● Images for object localization
►
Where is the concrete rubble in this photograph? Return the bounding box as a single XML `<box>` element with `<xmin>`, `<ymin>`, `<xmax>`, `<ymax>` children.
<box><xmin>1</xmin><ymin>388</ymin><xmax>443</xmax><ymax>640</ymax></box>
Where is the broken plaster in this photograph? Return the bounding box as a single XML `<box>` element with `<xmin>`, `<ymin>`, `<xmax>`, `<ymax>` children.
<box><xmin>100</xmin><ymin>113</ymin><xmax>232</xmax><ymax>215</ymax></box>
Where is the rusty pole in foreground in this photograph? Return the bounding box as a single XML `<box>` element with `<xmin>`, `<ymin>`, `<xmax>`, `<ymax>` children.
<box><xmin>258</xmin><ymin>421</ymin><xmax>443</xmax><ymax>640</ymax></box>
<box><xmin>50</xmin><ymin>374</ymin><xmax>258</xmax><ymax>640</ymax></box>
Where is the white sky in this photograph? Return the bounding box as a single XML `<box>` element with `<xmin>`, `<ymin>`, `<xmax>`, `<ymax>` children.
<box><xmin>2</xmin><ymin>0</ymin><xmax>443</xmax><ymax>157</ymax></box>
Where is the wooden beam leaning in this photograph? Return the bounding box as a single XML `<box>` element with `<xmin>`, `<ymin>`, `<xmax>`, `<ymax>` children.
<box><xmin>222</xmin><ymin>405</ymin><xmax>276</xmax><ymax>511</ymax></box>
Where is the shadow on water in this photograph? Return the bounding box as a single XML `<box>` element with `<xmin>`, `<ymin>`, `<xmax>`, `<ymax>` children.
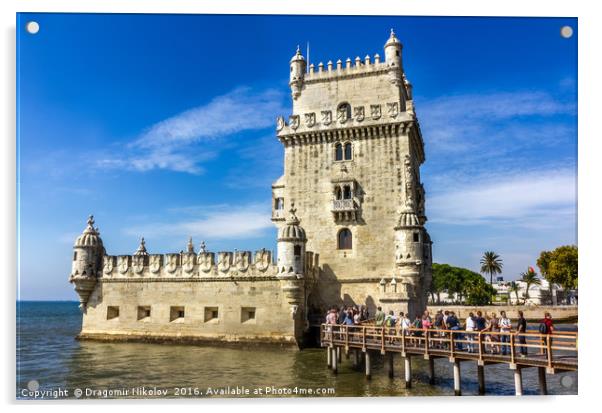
<box><xmin>17</xmin><ymin>302</ymin><xmax>577</xmax><ymax>398</ymax></box>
◄
● Goal of the exercise
Give the records again exactly, without pictures.

● Output of the exercise
Where is the concrete rubble in this photograph? Return the bounding box as a single XML `<box>` element with `<xmin>`, `<ymin>`, `<xmax>`, `<ymax>` children.
<box><xmin>1</xmin><ymin>388</ymin><xmax>443</xmax><ymax>640</ymax></box>
Where is the broken plaster in this photograph? Return the bounding box as a single XML `<box>` element with `<xmin>`, `<ymin>`, `<xmax>`, `<ymax>` children.
<box><xmin>100</xmin><ymin>113</ymin><xmax>232</xmax><ymax>215</ymax></box>
Where is the rusty pole in foreground in this photograph? Return the bounding box as a single XML `<box>` element with `<xmin>`, `<ymin>`, `<xmax>`, `<ymax>` children.
<box><xmin>258</xmin><ymin>421</ymin><xmax>443</xmax><ymax>640</ymax></box>
<box><xmin>50</xmin><ymin>374</ymin><xmax>258</xmax><ymax>640</ymax></box>
Where is the white sky in this photograph? Return the bounding box as a single XML `<box>` element with `<xmin>`, `<ymin>`, `<xmax>`, `<ymax>` children.
<box><xmin>2</xmin><ymin>0</ymin><xmax>443</xmax><ymax>157</ymax></box>
Where is the wooden beam leaning in this photograph? Return the bounding box as a single XML `<box>` element with `<xmin>`, `<ymin>`, `<xmax>`, `<ymax>` children.
<box><xmin>222</xmin><ymin>405</ymin><xmax>276</xmax><ymax>511</ymax></box>
Where is the shadow on water in this photograph? Return the bounding box as a single XML `<box>` element with `<xmin>`, `<ymin>`, `<xmax>`, `<ymax>` children.
<box><xmin>17</xmin><ymin>302</ymin><xmax>577</xmax><ymax>398</ymax></box>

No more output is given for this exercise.